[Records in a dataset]
- - - - - - -
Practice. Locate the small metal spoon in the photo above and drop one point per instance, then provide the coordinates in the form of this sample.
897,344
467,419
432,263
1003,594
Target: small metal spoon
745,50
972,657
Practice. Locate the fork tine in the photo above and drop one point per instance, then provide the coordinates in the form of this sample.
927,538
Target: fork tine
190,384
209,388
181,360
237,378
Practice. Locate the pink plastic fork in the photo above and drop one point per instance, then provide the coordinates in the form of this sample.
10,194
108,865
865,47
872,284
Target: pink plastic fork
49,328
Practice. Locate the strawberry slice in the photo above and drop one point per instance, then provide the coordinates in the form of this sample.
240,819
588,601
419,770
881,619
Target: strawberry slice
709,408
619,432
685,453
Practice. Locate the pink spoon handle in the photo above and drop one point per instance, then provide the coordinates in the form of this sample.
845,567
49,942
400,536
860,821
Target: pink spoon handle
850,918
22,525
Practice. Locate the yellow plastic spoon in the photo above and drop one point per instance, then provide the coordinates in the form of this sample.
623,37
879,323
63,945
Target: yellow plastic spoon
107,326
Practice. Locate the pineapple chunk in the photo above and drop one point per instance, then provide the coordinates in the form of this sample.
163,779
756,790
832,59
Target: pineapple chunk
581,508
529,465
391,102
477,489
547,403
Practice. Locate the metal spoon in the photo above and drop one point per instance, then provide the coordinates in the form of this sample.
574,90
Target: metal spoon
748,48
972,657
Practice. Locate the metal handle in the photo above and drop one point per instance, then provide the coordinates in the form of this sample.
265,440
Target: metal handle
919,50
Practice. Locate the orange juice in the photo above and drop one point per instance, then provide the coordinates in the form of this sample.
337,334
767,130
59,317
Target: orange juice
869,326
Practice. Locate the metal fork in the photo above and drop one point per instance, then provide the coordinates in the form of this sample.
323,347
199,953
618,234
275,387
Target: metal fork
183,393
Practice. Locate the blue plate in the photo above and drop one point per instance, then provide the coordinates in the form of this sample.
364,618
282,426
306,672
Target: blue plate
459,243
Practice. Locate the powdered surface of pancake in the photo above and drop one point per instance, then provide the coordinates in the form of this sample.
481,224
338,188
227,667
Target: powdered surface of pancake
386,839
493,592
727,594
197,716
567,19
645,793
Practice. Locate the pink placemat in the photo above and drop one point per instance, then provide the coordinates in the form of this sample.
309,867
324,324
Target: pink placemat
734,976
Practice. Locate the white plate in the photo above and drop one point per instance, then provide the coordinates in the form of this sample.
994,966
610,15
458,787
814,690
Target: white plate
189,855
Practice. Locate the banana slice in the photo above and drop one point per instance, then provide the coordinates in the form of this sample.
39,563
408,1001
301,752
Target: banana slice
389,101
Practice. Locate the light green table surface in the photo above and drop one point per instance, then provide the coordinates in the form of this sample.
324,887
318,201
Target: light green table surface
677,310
- - - - - - -
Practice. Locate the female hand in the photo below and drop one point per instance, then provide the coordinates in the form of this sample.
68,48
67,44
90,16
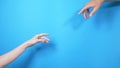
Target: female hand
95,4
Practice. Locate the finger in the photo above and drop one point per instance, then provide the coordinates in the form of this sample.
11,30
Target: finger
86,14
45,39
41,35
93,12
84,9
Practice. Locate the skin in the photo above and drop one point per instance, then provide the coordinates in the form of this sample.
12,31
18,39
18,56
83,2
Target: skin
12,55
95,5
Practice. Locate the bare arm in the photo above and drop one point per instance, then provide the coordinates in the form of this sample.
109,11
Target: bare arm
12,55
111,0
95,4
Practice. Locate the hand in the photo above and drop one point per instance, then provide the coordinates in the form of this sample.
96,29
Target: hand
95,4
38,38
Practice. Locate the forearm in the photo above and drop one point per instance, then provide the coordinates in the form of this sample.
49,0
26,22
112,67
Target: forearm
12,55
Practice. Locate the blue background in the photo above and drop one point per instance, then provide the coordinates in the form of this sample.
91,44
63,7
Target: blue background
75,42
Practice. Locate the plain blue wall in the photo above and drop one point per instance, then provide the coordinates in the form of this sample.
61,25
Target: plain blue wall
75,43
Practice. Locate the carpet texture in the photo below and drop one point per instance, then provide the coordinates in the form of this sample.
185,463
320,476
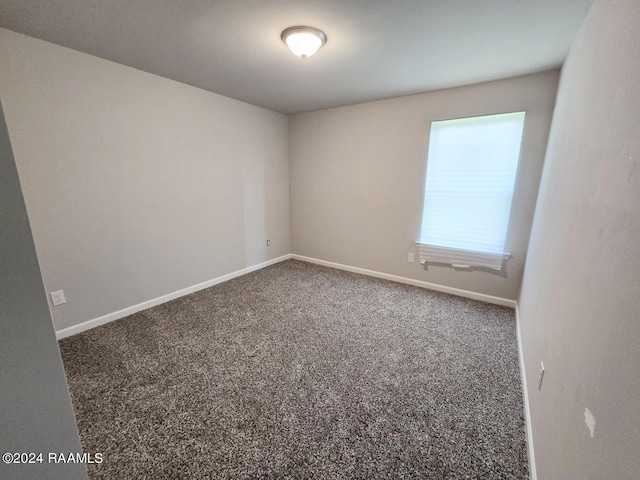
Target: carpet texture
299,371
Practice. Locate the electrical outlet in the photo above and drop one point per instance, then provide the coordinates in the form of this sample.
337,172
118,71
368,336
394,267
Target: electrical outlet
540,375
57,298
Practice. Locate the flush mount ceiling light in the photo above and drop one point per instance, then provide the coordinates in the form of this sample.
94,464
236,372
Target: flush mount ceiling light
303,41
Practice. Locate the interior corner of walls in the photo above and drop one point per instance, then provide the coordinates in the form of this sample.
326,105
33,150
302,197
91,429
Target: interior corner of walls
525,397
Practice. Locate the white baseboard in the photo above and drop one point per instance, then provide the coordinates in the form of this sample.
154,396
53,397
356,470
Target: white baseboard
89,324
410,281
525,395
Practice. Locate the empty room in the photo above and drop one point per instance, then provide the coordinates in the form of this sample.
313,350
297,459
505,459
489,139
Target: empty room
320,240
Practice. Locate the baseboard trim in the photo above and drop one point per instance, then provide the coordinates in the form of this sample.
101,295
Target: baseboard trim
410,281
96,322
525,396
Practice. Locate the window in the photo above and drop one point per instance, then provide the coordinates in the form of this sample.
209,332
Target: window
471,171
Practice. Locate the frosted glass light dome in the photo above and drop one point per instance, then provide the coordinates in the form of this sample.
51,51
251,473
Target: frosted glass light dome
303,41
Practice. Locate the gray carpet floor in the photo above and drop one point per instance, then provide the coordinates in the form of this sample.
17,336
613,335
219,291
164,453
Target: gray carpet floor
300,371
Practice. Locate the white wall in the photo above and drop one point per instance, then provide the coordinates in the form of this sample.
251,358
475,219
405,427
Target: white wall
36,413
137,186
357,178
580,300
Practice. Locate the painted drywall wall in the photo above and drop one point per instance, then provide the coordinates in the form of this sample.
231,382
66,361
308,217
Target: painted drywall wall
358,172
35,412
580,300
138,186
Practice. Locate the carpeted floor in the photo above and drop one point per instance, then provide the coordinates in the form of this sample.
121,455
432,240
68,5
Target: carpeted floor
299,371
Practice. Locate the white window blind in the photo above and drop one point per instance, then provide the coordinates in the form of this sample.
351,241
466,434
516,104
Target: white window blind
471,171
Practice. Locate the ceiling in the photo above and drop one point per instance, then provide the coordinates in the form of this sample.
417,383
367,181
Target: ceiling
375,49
- - - - - - -
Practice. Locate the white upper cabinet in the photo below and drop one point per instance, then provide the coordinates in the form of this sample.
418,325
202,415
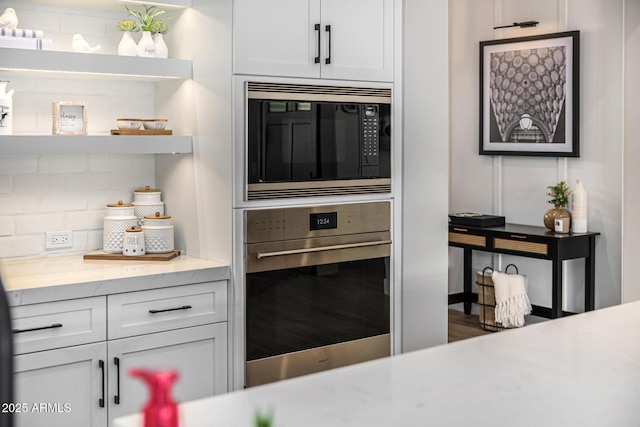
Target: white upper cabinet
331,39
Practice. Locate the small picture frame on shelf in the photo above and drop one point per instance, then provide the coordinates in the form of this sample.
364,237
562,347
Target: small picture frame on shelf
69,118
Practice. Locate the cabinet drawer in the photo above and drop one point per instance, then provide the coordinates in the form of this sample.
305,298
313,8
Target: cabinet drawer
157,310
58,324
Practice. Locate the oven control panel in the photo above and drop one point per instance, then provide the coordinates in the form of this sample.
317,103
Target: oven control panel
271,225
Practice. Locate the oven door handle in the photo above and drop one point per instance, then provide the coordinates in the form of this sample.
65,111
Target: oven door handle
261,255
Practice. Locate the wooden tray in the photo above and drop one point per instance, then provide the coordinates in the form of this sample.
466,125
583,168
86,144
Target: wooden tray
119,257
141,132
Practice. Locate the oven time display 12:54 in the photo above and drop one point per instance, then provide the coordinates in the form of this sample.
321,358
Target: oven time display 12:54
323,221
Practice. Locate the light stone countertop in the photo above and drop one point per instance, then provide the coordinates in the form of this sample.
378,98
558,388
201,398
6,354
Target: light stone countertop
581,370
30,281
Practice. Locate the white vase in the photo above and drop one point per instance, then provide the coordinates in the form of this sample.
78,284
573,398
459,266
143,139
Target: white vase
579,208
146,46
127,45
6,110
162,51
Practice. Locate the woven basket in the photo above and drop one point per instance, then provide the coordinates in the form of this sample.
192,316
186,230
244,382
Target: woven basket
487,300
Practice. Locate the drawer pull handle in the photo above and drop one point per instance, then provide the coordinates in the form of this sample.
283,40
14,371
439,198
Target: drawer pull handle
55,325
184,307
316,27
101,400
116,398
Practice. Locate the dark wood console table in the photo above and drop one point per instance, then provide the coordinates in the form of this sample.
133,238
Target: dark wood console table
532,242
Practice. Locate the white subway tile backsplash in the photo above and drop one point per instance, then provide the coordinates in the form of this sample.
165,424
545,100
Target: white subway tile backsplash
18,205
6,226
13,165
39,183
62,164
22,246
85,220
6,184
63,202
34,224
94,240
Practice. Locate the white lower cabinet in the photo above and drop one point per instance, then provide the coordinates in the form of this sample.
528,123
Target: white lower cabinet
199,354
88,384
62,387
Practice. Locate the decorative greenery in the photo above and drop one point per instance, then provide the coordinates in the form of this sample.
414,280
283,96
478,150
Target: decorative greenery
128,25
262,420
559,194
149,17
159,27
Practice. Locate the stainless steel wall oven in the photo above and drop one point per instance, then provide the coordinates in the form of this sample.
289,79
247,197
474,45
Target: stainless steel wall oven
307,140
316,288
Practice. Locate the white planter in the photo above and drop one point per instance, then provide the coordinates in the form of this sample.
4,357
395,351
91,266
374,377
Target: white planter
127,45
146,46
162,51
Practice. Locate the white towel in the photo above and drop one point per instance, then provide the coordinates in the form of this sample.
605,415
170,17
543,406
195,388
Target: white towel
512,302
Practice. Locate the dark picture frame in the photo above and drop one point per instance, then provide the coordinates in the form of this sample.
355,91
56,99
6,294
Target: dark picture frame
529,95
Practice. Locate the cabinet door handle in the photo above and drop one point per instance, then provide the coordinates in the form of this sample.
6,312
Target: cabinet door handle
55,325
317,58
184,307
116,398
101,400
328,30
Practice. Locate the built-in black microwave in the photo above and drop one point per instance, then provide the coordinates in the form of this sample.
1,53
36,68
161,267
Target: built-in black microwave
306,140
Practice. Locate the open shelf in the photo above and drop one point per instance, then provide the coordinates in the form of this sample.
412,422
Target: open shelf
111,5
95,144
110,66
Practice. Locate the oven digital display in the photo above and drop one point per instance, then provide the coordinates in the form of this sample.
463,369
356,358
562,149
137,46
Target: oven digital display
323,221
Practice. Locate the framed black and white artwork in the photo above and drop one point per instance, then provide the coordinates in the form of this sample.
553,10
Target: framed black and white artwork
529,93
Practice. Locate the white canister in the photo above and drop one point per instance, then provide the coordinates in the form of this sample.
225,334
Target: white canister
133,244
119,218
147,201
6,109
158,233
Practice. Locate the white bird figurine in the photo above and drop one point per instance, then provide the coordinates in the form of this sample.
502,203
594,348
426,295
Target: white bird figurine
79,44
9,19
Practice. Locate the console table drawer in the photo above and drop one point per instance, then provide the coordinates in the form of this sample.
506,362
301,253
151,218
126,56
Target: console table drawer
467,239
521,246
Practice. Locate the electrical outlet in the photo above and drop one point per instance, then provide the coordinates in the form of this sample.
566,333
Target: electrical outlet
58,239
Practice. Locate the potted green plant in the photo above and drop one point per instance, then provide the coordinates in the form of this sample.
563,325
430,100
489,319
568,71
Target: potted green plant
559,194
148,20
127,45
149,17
- - - - - - -
• **Work required**:
Extract every line of the listing above that contains the word "dark", treating uppercase and lowercase as different.

• **Result of this exercise**:
Practice. Locate the dark wood console table in the photo above and drop one point per instance, then provide the coordinates in the form of this sample.
Target: dark wood console table
Practice. Locate the dark picture frame in the photo above and drop one point per instance, then provide the coordinates in the form of this sample.
Target: dark picture frame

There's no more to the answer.